§ Exercise:
Your task is to print every entry below exactly as given.

Saved data entries
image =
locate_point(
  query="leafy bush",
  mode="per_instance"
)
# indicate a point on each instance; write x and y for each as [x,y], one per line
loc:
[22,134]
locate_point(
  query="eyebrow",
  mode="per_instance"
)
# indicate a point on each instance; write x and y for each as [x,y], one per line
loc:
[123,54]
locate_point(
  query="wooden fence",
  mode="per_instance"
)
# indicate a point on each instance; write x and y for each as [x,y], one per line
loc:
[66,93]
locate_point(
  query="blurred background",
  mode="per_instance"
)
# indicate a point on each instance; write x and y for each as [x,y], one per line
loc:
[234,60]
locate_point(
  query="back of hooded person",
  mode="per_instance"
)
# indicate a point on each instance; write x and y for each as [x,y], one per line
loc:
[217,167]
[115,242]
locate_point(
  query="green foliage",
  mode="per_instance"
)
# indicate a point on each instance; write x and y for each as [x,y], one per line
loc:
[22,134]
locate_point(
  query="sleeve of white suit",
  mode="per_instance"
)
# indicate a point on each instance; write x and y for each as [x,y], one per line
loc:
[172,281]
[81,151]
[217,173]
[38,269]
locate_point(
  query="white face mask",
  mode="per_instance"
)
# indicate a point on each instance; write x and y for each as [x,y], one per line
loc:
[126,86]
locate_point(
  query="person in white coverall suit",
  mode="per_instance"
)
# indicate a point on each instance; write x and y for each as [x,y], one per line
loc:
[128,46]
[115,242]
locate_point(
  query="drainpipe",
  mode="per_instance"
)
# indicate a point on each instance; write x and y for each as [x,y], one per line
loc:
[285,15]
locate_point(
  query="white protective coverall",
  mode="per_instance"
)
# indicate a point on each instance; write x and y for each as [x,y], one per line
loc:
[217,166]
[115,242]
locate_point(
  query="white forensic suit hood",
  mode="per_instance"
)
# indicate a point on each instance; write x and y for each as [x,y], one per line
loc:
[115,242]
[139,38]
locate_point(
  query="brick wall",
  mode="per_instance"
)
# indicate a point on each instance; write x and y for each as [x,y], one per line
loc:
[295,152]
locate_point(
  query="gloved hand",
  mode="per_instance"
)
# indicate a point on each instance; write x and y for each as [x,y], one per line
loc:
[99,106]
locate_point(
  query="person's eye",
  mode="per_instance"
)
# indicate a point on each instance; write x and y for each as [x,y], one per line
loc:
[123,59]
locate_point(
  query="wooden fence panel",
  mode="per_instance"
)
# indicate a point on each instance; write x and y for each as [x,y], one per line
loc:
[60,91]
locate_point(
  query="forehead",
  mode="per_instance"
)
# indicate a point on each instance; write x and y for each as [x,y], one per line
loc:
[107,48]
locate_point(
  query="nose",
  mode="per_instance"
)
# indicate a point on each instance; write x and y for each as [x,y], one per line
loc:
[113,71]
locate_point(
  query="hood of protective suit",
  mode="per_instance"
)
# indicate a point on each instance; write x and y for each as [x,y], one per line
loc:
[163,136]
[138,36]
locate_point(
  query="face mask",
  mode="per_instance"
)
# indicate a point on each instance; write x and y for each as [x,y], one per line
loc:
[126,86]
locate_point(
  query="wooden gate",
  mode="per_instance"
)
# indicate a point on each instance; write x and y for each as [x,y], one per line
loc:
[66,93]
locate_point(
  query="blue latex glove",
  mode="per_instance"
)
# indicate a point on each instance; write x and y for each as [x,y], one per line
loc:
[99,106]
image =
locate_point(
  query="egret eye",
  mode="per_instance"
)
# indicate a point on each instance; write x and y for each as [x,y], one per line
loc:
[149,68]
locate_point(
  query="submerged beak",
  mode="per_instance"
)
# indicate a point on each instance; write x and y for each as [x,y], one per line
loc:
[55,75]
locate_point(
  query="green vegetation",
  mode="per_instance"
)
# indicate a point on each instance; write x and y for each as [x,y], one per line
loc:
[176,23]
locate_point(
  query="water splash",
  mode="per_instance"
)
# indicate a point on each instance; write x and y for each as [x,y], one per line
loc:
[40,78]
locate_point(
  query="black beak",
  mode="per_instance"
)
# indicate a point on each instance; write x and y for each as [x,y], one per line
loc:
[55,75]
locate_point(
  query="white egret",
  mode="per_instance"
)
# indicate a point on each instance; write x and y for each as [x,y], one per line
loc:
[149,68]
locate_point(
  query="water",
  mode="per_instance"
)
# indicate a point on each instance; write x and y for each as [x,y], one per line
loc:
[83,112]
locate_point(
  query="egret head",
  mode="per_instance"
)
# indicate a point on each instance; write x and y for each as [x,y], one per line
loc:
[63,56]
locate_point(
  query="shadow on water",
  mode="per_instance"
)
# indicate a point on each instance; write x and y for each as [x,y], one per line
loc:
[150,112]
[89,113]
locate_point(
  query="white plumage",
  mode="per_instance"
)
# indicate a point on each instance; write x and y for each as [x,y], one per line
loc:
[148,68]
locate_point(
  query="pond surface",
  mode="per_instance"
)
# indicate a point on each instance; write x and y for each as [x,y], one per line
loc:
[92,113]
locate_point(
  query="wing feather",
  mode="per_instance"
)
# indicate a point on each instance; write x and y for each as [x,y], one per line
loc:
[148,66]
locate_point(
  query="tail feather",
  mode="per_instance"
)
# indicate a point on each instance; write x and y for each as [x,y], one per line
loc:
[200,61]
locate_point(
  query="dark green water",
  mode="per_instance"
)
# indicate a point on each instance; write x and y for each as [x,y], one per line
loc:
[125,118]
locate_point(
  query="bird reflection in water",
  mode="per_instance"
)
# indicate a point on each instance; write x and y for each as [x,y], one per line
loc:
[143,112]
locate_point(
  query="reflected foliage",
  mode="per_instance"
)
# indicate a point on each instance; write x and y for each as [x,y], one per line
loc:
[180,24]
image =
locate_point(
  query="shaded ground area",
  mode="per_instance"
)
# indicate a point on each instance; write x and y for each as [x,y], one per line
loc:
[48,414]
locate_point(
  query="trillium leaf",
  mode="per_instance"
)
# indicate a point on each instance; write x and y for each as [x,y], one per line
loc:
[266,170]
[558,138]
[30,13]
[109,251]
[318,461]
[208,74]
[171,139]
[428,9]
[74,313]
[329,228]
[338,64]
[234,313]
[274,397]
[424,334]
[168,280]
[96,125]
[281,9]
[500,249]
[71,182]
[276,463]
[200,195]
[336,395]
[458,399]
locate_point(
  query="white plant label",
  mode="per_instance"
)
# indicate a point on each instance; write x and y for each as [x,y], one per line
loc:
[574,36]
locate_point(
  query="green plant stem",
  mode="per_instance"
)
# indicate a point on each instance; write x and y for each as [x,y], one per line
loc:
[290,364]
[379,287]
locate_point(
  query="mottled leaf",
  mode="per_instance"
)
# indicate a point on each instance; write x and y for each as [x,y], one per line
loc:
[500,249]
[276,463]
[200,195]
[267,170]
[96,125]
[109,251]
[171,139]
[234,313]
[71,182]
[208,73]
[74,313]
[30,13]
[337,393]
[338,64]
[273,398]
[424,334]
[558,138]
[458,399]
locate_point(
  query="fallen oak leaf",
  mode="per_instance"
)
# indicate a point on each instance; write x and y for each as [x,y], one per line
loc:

§ Solution to this problem:
image =
locate_point(
  query="leafy bush",
  mode="per_instance"
)
# indicate a point on each instance; write x and y for each as [x,y], one per line
loc:
[22,134]
locate_point(
  query="eyebrow",
  mode="per_instance"
)
# indicate a point on each instance; write x and y for each as [x,y], one per line
loc:
[123,54]
locate_point(
  query="wooden fence",
  mode="per_instance"
)
# indicate a point on each instance; write x and y for each as [x,y], one per line
loc:
[66,93]
locate_point(
  query="blurred background",
  mode="per_instance"
)
# indicate a point on each instance; write x and y for each as [x,y], one per line
loc:
[234,60]
locate_point(
  query="back of hooded person",
  mode="per_instance"
)
# indicate a point on each instance; write x and y for each as [x,y], one per line
loc:
[217,167]
[115,242]
locate_point(
  query="green foliage",
  mode="per_instance"
)
# indicate a point on each instance; write x and y for each as [x,y], one per line
loc:
[22,134]
locate_point(
  query="sleeve of white suit",
  mode="per_instance"
)
# indicate a point on each instance; write x and y for each as [x,y], one per line
loc:
[172,281]
[81,151]
[217,173]
[38,269]
locate_point(
  query="white face mask",
  mode="per_instance"
)
# indicate a point on each instance; write x and y for each as [x,y], one per line
loc:
[126,86]
locate_point(
  query="person in white coverall suit",
  mode="per_instance"
)
# indicate a point on each instance; write x and y for each as [x,y], one per line
loc:
[128,46]
[115,242]
locate_point(
  query="drainpipe",
  mode="per_instance"
)
# indicate a point on each instance; write x and y for each as [x,y], one per line
loc:
[285,15]
locate_point(
  query="white protective coverall",
  mode="per_instance"
)
# indicate a point on each instance; write x and y for each as [x,y], one per line
loc:
[217,166]
[115,242]
locate_point(
  query="white forensic suit hood",
  mode="per_instance"
)
# indicate a point on each instance; write x and y for each as [x,y], one per line
loc:
[115,242]
[139,38]
locate_point(
  query="brick wall",
  mode="per_instance"
)
# indicate a point on each instance; write x and y for each as [x,y], one per line
loc:
[295,152]
locate_point(
  query="gloved hand",
  mode="per_instance"
)
# indicate a point on each instance; write x and y for each as [x,y], one per line
loc:
[99,106]
locate_point(
  query="person's eye",
  mode="per_instance"
)
# indicate a point on each instance; write x and y for each as [x,y], one per line
loc:
[123,59]
locate_point(
  query="wooden fence panel",
  mode="per_instance"
)
# indicate a point on each instance; write x and y for each as [x,y], one per line
loc:
[60,91]
locate_point(
  query="forehead",
  mode="per_instance"
)
# indicate a point on each instance; write x and y for each as [x,y], one per line
loc:
[107,48]
locate_point(
  query="nose",
  mode="per_instance"
)
# indicate a point on each instance; write x and y for each as [x,y], one per line
loc:
[113,71]
locate_point(
  query="hood of protective suit",
  mode="per_instance"
)
# indicate a point on each instance; write x and y for each as [x,y], one per line
loc:
[163,136]
[138,36]
locate_point(
  query="face mask",
  mode="per_instance"
)
# indicate a point on each instance; write x and y for each as [x,y], one per line
loc:
[126,86]
locate_point(
  query="wooden gate",
  mode="per_instance"
)
# indicate a point on each instance; write x and y for each as [x,y], one per line
loc:
[66,93]
locate_point(
  query="blue latex glove",
  mode="per_instance"
)
# indicate a point on each instance; write x and y for each as [x,y], one per line
loc:
[99,106]
image =
locate_point(
  query="egret eye",
  mode="per_instance"
)
# indicate a point on each instance; write x and y for each as [x,y], one per line
loc:
[149,68]
locate_point(
  query="submerged beak",
  mode="per_instance"
)
# indicate a point on each instance; write x and y for each as [x,y], one per line
loc:
[55,75]
locate_point(
  query="green vegetation",
  mode="per_instance"
)
# indicate a point on each instance; write x and y for each as [x,y], one per line
loc:
[176,23]
locate_point(
  query="water splash",
  mode="per_instance"
)
# indicate a point on each instance; write x and y for each as [x,y], one per line
loc:
[40,78]
locate_point(
  query="black beak",
  mode="per_instance"
)
# indicate a point on each instance; write x and y for each as [x,y], one per line
loc:
[55,75]
locate_point(
  query="white egret",
  mode="per_instance"
)
# indicate a point on each instance; write x and y for each as [x,y], one per line
loc:
[149,68]
locate_point(
  query="water",
  mode="per_instance"
)
# indicate a point on each instance; write x and y for each as [x,y], one per line
loc:
[83,112]
locate_point(
  query="egret head",
  mode="per_instance"
)
# indicate a point on each instance; write x and y for each as [x,y], one per line
loc:
[63,56]
locate_point(
  query="shadow on water",
  mode="per_instance"
)
# indicate a point on each instance; write x and y for each as [x,y], one per line
loc:
[150,112]
[89,113]
locate_point(
  query="white plumage",
  mode="per_instance"
)
# indicate a point on each instance; write x and y for each as [x,y], one per line
loc:
[148,68]
locate_point(
  query="pond surface",
  mode="per_instance"
)
# indicate a point on each instance; write x and y for each as [x,y], one per line
loc:
[92,113]
locate_point(
  query="wing feather",
  mode="per_instance"
)
# indicate a point on each instance; write x and y for each as [x,y], one per line
loc:
[148,66]
locate_point(
  query="tail feather",
  mode="per_instance"
)
# indicate a point on each instance; write x and y for each as [x,y], one per line
loc:
[200,61]
locate_point(
  query="dark green water",
  mode="per_instance"
)
# indicate a point on each instance; write x and y for each as [x,y], one per line
loc:
[125,118]
locate_point(
  query="bird reflection in water",
  mode="per_instance"
)
# indicate a point on each instance; write x and y for each as [x,y], one per line
loc:
[143,112]
locate_point(
  query="reflected foliage",
  mode="per_instance"
)
# indicate a point on each instance; write x and y for each as [x,y], one per line
loc:
[180,24]
image =
locate_point(
  query="shaded ground area",
  mode="per_instance"
)
# indicate a point on each instance; write x and y for each as [x,y], one per line
loc:
[48,414]
locate_point(
  query="trillium leaf",
  mode="per_instance"
)
# indicate a point on each instance; write x and y for each as [x,y], one per line
loc:
[266,170]
[558,138]
[30,13]
[109,251]
[318,461]
[208,74]
[171,139]
[428,9]
[74,313]
[329,228]
[338,64]
[234,313]
[274,397]
[424,334]
[168,280]
[96,125]
[281,9]
[500,249]
[71,182]
[276,463]
[200,195]
[336,395]
[458,399]
locate_point(
  query="white plant label",
  mode="per_instance"
)
# indicate a point on each instance; write x and y for each as [x,y], one per line
loc:
[574,36]
locate_point(
  query="green plant stem",
  mode="per_instance"
)
# indicate a point on each instance; write x and y for each as [x,y], one per line
loc:
[290,364]
[379,287]
locate_point(
  query="mottled leaf",
  mode="per_instance"
)
# indicate a point on each instance; write x and y for each as [x,y], one per line
loc:
[500,249]
[276,463]
[200,195]
[267,170]
[96,125]
[109,251]
[171,139]
[234,313]
[71,182]
[208,73]
[74,313]
[30,13]
[337,393]
[338,64]
[273,398]
[424,334]
[558,138]
[458,399]
locate_point(
  query="fallen oak leaf",
  mode="per_instance"
)
# indicate a point on each instance; write x and y for each as [x,y], one per line
loc:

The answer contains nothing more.